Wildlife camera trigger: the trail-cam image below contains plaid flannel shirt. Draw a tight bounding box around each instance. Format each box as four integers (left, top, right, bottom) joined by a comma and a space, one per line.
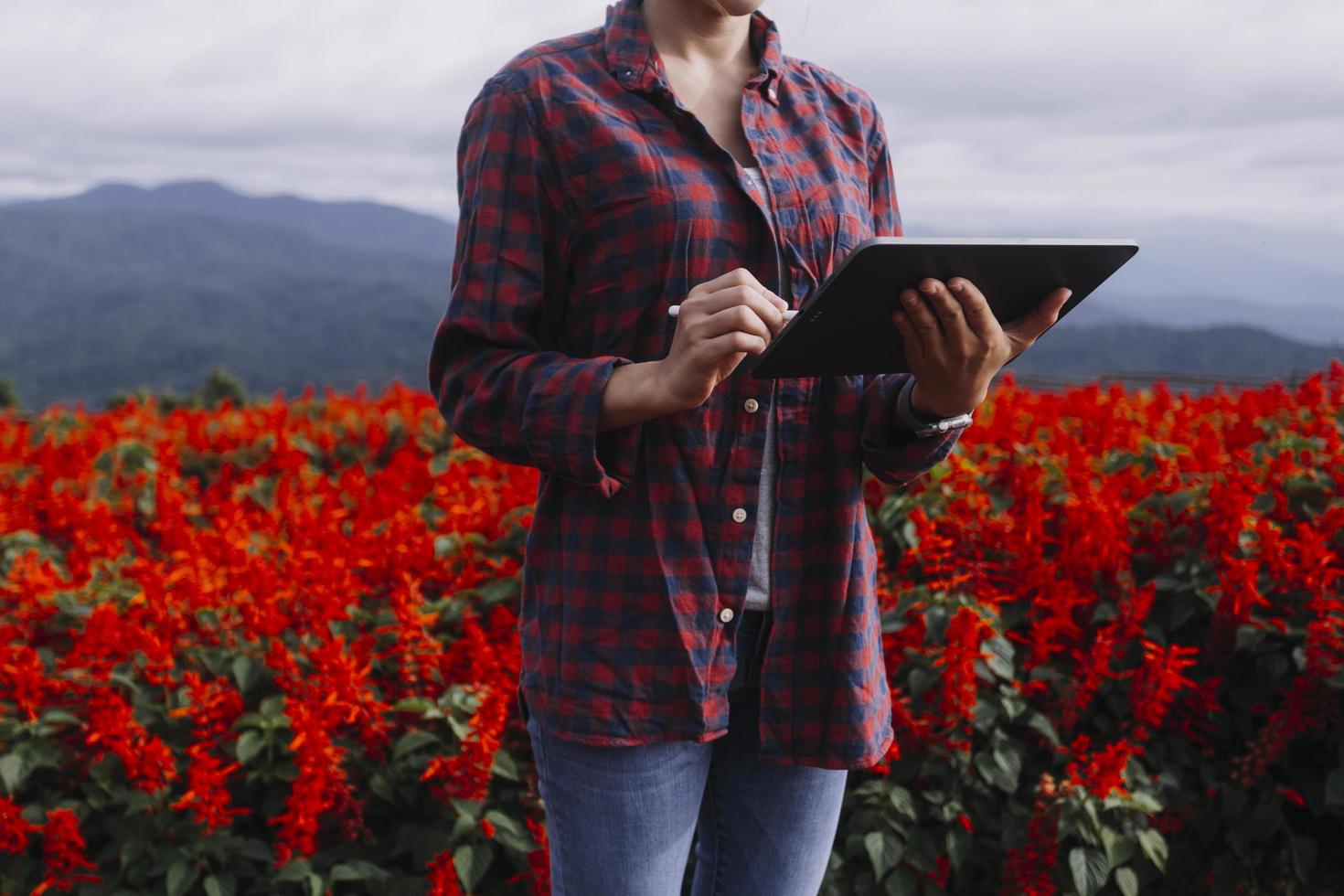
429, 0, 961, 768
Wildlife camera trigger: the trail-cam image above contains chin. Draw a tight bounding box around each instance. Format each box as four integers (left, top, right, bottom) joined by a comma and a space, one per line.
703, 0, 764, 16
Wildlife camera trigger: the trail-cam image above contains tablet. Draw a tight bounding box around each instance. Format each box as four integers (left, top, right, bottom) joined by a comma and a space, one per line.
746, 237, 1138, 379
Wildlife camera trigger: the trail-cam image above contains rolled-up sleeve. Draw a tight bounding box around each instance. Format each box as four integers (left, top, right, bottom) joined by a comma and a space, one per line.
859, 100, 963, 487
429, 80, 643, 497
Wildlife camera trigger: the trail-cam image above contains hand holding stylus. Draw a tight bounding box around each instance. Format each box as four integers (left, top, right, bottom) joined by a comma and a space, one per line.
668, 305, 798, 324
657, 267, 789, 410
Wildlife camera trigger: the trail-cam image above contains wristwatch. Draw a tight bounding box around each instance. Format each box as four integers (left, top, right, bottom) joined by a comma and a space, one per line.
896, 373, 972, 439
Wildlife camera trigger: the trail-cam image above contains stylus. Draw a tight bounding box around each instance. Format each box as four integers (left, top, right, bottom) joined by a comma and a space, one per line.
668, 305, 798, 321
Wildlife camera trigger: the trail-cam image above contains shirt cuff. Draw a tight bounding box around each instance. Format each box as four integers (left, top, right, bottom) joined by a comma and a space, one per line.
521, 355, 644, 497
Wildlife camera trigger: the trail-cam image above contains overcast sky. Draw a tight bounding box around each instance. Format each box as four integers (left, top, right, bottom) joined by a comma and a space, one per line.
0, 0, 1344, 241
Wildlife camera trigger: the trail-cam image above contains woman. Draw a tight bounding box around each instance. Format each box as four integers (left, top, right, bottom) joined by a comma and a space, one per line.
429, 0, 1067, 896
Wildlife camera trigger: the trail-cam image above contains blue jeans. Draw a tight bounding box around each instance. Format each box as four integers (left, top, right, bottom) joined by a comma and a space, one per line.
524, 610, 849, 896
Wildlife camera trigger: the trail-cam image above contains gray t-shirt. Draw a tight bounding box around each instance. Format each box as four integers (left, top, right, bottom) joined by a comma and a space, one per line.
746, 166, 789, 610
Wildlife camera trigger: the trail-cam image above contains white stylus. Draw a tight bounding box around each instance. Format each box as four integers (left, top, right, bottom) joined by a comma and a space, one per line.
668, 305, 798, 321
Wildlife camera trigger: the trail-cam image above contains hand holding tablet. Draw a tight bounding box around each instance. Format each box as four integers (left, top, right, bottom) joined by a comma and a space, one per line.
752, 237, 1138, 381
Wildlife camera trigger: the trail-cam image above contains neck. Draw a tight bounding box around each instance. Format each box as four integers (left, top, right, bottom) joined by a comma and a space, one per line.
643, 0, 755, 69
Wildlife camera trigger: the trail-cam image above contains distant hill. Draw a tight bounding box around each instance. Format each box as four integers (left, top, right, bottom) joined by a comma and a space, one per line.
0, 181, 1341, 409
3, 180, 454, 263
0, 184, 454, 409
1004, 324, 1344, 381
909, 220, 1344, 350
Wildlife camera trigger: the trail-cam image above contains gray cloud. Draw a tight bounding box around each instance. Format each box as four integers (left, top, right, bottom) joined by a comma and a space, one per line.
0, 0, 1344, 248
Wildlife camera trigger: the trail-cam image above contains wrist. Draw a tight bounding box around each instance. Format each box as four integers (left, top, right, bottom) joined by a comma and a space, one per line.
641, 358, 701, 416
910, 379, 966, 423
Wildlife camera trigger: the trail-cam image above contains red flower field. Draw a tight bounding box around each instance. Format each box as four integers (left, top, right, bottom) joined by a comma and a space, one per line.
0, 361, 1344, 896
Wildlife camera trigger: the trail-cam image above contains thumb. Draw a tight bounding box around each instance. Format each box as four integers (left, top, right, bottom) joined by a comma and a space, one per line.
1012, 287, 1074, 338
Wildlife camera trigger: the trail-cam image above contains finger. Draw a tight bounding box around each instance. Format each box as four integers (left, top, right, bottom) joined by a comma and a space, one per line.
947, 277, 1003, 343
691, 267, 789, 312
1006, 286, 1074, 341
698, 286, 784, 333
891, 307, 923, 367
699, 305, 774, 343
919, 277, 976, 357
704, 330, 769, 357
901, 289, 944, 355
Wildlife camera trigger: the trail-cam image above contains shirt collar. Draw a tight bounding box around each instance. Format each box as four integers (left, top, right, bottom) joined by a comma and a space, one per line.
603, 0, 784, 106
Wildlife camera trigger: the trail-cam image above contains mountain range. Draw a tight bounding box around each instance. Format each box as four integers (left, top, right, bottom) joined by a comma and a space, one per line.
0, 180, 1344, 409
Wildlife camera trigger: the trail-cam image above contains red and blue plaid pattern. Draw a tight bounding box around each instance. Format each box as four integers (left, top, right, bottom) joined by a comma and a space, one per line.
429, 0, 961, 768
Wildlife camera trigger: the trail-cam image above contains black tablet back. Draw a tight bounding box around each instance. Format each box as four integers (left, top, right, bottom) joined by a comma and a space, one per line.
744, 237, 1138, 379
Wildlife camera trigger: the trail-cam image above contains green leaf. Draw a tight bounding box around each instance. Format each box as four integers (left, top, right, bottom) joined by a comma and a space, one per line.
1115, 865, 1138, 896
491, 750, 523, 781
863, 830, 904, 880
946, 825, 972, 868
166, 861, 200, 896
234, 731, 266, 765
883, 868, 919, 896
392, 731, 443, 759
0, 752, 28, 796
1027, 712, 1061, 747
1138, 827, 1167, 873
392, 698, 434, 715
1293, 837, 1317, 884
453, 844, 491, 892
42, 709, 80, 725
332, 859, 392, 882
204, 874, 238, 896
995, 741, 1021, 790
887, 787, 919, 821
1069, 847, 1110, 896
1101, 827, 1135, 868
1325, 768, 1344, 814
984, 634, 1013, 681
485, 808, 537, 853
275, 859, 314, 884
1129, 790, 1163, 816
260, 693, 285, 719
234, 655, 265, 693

• • • • • • •

_INSTRUCTIONS FOR THE TASK_
Copy every row above word for word, in the same order, leaving out the pictures.

_COMPLETED EXERCISE_
Wildlife camera trigger: the trail-cam image below contains plaid flannel shirt. Draw a tight bounding box around each instance. Format each box as four integers (left, top, right, bottom) joined by a comma and a space, one per line.
429, 0, 961, 768
Wildlife camera trigger: the trail-cam image above contains chin. Draw a tight bounding box around each instance. Format each box as four integers (left, top, right, bottom) joined by a comma and a space, one per line.
703, 0, 764, 16
Wildlife camera trigger: the trail-cam image above contains tablet. Draw a tight bounding box around each instance. Format each box as four integers (left, top, right, bottom) joined by a comma and a space, one per line.
746, 237, 1138, 379
Wildlife camera trigger: the trail-cam image above contains rolled-up sleeve. Draw a tight bounding box around each instance. Format each box as four integers (left, top, right, bottom) joined by a comma and a space, one per line.
859, 100, 963, 487
429, 80, 643, 497
Wildlife camera trigger: the trail-cam image above contains hand holding stylus. Draw a tight bounding box around each instance. Format each box as four integers (left, top, right, bottom) joined by a comma and a space, one per line.
668, 305, 798, 324
657, 267, 789, 410
Wildlife camera trigger: the trail-cam image above contains wristwatch. Draw a tight bounding box around each instance. Format each box as four integers (left, top, right, bottom) joined by a comma and a space, one per line.
896, 373, 972, 439
Wildlife camera trigger: the trail-cam image above contains stylus. Draw a tight bounding box around each instance. Format each box as four integers (left, top, right, bottom) joined by a comma and a space, one per line.
668, 305, 798, 321
Wildlife camera trigger: the trail-cam image above contains shirt cuff. Draw a tight bounding box around each instance. Format each box as four integers (left, top, right, bottom) joined by a comma and a space, one per line.
521, 355, 644, 497
Wildlife camera trigger: the trail-cam image above contains overcast sky. Draw a tight bounding box around each instance. Format each box as four integers (left, top, right, bottom) joined by a comma and a space, one per line.
0, 0, 1344, 241
Wildlife camera trigger: the trail-cam image above contains woman. Draw a tight bounding box around each instance. Format each box as four integers (left, top, right, bottom) joined by a comma and a space, one per line.
429, 0, 1067, 896
Wildlife camera trigger: the trail-cam image above contains blue jeans. Draw a tight bounding box around each instance. Format each box as four integers (left, top, right, bottom) joined by a comma and a space, one per line.
524, 610, 849, 896
Wildlife camera trigger: the trail-cam image above contains gray t-shirt. Draw a tight bounding box around each instance. Format each box as four integers (left, top, right, bottom) joined by a comma and a space, one per line.
746, 166, 789, 610
Wildlife camera trigger: the trail-cam image above contains white stylus. Draw a tight bounding box around each instance. Format each box as four integers (left, top, right, bottom) joined by a comma and a space, one per line.
668, 305, 798, 321
Wildlife camera trigger: the trail-cam image above contains hand holding tablet. Draw a tight bounding box around each instance. Format each box as four integers (left, top, right, bottom) joined by a comma and a space, one per line.
752, 237, 1138, 381
Wildlife camera trigger: the trail-cam image above contains neck. Draw a tight bounding box around each instance. Format each box as four integers (left, top, right, bottom) joined by a comma and a space, one per line.
643, 0, 755, 69
Wildlife camera trigger: the trail-cam image above contains distant hill. Draw a tight bounding box around each instance. Format each box as four integers (left, top, right, bottom) joined by a comma and a space, one per line.
0, 181, 1341, 409
3, 180, 454, 263
0, 184, 454, 409
1004, 324, 1344, 381
909, 220, 1344, 350
Wildlife camera trigger: the trail-cam image above contains gray cloud. Draw a tight bounding box around each instance. Format each box as four integers (left, top, right, bottom) joined by a comma and a space, one per line.
0, 0, 1344, 248
Wildlife camera trigger: the trail-cam image above contains wrist. Draw a tight bounding box around each instance. Format each box as four integers (left, top, right, bottom) joined by a comma and a space, one per line.
641, 358, 701, 416
910, 379, 966, 423
Wildlife camera trigger: the trail-cam image above contains red flower field. Draw a tight bounding box around each instance. Format each box as four integers (left, top, right, bottom) joined by a comma and a space, one per line.
0, 361, 1344, 896
Wildlife camera trigger: the trail-cam image above contains thumb. Draw a tight bounding box around each instance. Format each box as four integers (left, top, right, bottom) joined by a comma and a space, one per line.
1012, 287, 1074, 338
Wildlife camera trigger: the trail-cam image above contains finger. Draw a tight bounding box around each instance. Format each box as four integers (left, top, right, bottom) joined by a comma and a space, one per line.
947, 277, 1003, 343
691, 267, 789, 312
1006, 286, 1074, 341
698, 286, 784, 333
891, 307, 923, 367
699, 305, 774, 343
919, 277, 976, 357
704, 330, 769, 357
901, 289, 944, 355
Wildlife camera trigger: the trail-cam image above contains shirt collar. Draw a tight bounding box around each instance. Format each box as four integers (left, top, right, bottom) joined by a comma and a space, one per line.
603, 0, 784, 106
Wildlife camera trigger: the trail-cam image above contains mountain range. Draw a tight bounding box around each instance. Format each box as four integers (left, top, right, bottom) joined by a comma and a space, one per line.
0, 180, 1344, 409
Wildlife camera trigger: the trail-cam image above contains red and blue plaid pattern. Draw a tight bounding box around each instance. Format each box as four integers (left, top, right, bottom) joined by a comma and a space, one per line.
429, 0, 961, 768
Wildlife camera trigger: the trail-cam image above contains black tablet back. Draw a tight bounding box around each instance. Format each box as four integers (left, top, right, bottom) joined by a comma and a space, one per line.
744, 237, 1138, 379
Wildlife camera trigger: the trail-cam image above contains green leaf. Draw a tight bounding box around each instance. Format each box as four integers (left, top, right, bottom) joined by a comma and a space, one per line.
1115, 865, 1138, 896
491, 750, 523, 781
863, 830, 904, 880
946, 825, 972, 868
166, 861, 200, 896
234, 731, 266, 765
883, 868, 919, 896
392, 731, 443, 759
0, 752, 28, 796
1027, 712, 1061, 747
1138, 827, 1167, 873
392, 698, 434, 715
1293, 837, 1317, 884
453, 844, 491, 892
42, 709, 80, 725
332, 859, 392, 882
204, 874, 238, 896
995, 741, 1021, 790
887, 787, 919, 821
1069, 847, 1110, 896
1101, 827, 1135, 868
1325, 768, 1344, 814
984, 634, 1013, 681
485, 808, 537, 853
275, 859, 314, 884
1129, 790, 1163, 816
260, 693, 285, 719
234, 655, 265, 693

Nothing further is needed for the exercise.